**ENUNCIADO 1**
No texto sobre a eleição na SBPC, quem encabeça a chapa que concorre com a de Renato Janine Ribeiro?
**ENUNCIADO 2**
Prossiga com o texto sobre a eleição na SBPC a partir da última frase apresentada.

**TRECHO DO DOCUMENTO**
---

De um lado, o impacto da Covid-19 trouxe a pesquisa científica para o centro do debate público no Brasil e no mundo. De outro, porém, esse bônus de interesse e exposição em sido acompanhado pelo ônus das fake news e teorias da conspiração. Ao adotar uma postura negacionista e, ao mesmo tempo, agravar um cenário de falta de verbas para a pesquisa nacional que já dura anos, o governo federal e seus apoiadores mais ferrenhos colocaram a maior parte dos cientistas brasileiros em sua lista de inimigos.
A eleição na SBPC, que tem se desenrolado em formato online desde o fim de maio, está sendo disputada por duas chapas. Uma delas é encabeçada por Renato Janine Ribeiro, professor de ética e filosofia política na USP e ex-ministro da Educação, e a outra por Carlos Alexandre Netto, médico de formação, professor de bioquímica da UFRGS e ex-reitor da universidade federal gaúcha.

---

Descrições livres de objetos

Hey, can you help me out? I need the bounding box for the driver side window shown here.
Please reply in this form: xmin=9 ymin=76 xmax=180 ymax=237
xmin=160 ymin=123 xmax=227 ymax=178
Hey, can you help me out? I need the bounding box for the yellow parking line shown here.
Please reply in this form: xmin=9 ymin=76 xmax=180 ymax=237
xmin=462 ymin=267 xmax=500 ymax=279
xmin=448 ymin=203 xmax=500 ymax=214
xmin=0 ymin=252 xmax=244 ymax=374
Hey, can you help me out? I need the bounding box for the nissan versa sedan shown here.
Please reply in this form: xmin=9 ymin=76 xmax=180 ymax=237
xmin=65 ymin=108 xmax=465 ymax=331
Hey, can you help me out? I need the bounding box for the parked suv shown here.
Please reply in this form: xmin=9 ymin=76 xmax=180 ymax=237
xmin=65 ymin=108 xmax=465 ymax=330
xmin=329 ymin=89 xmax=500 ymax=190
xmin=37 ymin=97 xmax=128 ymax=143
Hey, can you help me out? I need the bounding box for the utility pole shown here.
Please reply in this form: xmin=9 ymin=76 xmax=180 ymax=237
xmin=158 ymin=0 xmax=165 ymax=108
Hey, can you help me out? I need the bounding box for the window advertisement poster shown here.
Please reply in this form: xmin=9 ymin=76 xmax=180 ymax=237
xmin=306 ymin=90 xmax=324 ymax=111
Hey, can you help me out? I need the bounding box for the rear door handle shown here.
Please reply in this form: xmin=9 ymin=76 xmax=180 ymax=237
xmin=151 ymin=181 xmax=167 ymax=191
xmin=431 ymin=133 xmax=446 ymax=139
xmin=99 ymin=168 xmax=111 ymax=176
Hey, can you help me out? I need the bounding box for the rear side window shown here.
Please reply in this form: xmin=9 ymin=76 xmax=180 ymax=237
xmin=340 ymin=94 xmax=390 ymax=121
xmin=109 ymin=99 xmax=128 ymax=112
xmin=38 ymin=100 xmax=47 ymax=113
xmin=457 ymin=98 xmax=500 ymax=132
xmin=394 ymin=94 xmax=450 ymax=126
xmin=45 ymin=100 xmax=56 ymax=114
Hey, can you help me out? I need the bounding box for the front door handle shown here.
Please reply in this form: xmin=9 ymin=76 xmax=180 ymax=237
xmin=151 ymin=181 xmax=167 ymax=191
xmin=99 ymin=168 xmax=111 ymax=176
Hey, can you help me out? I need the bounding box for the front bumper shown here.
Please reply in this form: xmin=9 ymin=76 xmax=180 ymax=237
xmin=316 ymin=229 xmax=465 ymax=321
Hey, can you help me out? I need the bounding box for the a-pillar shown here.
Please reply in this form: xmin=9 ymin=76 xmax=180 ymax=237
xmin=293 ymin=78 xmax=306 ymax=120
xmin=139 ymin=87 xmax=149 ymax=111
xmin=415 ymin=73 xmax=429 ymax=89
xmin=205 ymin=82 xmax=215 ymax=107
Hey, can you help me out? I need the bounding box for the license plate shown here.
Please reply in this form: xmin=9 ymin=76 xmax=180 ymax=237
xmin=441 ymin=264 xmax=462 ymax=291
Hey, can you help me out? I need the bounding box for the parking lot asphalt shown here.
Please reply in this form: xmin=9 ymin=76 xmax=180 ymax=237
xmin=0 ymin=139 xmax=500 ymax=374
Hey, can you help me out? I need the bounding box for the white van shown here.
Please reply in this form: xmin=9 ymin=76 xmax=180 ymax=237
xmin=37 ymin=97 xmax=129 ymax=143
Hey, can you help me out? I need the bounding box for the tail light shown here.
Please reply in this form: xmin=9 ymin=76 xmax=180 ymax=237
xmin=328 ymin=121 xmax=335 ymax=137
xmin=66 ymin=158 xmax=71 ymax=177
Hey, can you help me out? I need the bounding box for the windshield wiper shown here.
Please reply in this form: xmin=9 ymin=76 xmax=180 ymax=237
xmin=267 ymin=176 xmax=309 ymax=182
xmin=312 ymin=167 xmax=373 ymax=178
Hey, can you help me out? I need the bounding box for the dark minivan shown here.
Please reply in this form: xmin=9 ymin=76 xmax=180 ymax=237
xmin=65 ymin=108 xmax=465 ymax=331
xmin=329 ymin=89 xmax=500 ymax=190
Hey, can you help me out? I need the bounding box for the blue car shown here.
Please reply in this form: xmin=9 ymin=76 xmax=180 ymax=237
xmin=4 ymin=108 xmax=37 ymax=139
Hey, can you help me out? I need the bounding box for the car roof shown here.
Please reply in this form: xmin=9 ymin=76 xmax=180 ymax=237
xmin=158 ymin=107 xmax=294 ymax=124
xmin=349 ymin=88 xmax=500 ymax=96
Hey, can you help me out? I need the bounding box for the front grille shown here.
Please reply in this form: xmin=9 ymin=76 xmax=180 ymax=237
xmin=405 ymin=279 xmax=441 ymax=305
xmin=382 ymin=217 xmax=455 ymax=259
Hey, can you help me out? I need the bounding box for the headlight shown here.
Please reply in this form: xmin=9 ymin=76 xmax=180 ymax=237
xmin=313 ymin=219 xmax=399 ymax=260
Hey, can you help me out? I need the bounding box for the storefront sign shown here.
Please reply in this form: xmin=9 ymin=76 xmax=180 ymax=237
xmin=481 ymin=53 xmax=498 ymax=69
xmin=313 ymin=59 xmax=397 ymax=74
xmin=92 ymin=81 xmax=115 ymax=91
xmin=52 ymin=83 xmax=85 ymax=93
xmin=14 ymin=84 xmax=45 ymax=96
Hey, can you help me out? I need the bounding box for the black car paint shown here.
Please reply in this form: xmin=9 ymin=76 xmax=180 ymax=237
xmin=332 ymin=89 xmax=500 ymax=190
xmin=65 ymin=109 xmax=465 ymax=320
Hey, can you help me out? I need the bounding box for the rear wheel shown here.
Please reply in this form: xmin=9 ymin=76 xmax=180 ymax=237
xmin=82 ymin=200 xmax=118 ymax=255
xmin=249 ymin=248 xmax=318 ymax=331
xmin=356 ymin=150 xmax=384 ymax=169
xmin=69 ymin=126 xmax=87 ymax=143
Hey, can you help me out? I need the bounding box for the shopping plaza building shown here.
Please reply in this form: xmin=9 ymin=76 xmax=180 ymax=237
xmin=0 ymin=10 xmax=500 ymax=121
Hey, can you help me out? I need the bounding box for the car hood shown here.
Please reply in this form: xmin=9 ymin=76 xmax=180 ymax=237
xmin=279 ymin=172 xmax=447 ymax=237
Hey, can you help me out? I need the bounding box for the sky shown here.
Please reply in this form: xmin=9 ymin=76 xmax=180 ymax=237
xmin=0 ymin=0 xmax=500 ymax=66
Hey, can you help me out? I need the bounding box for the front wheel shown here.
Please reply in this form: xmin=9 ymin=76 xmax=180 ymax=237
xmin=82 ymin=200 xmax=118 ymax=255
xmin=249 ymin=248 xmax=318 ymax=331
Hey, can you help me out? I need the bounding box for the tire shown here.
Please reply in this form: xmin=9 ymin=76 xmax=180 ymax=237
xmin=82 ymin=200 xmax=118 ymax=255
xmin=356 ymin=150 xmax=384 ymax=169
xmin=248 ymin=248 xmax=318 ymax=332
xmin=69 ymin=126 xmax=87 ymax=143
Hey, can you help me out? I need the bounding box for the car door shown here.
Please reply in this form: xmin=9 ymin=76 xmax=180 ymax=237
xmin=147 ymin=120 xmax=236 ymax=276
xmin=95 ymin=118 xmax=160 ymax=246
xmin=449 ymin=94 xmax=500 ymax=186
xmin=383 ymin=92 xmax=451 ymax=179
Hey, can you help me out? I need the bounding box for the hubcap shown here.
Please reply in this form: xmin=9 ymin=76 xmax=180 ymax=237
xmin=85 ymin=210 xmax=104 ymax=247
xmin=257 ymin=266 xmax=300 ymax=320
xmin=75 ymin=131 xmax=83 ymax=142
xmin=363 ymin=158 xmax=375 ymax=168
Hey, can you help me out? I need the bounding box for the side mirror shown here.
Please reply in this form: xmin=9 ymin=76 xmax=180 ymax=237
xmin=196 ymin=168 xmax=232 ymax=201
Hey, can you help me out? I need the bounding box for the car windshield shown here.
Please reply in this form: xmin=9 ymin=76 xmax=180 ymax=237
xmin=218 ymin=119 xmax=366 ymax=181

---

**RESPOSTA DO EXERCÍCIO 1**
Carlos Alexandre Netto.

**RESPOSTA DO EXERCÍCIO 2**
As bandeiras defendidas por ambos os candidatos à presidência da SBPC têm muitas semelhanças, a começar pela luta para recompor o orçamento federal dedicado à ciência e tecnologia, demanda que mais tem mobilizado a comunidade científica nos últimos anos de vacas magras. As duas chapas propõem mobilizar o considerável prestígio do órgão em defesa das liberdades democráticas ameaçadas pelo bolsonarismo e da inclusão social, bem como intensificar as iniciativas de popularização da ciência nas quais a SBPC é pioneira.
"Não estou vendo, nessa campanha, um conflito entre as chapas", disse Janine Ribeiro à Folha de S.Paulo. "Eu diria que o nosso projeto dá mais ênfase ao pós-tragédia, ao pós-horror", afirma o professor da USP, referindo-se aos efeitos da Covid-19 no Brasil. "A similaridade não é surpresa. Nós dois somos conselheiros da SBPC, com uma história de participação na sociedade e carreira acadêmica consolidada", observa Netto, para quem "o Brasil precisa ser reconstruído" após a gestão desastrosa da pandemia.
Para ambos os candidatos, a possibilidade de que o país enfrente um período lento de recuperação econômica nos próximos anos, o que significaria pouco dinheiro para investimento em pesquisa, não é motivo para que algumas áreas da ciência, consideradas prioritárias ou estratégicas, recebam mais fomento do que outras.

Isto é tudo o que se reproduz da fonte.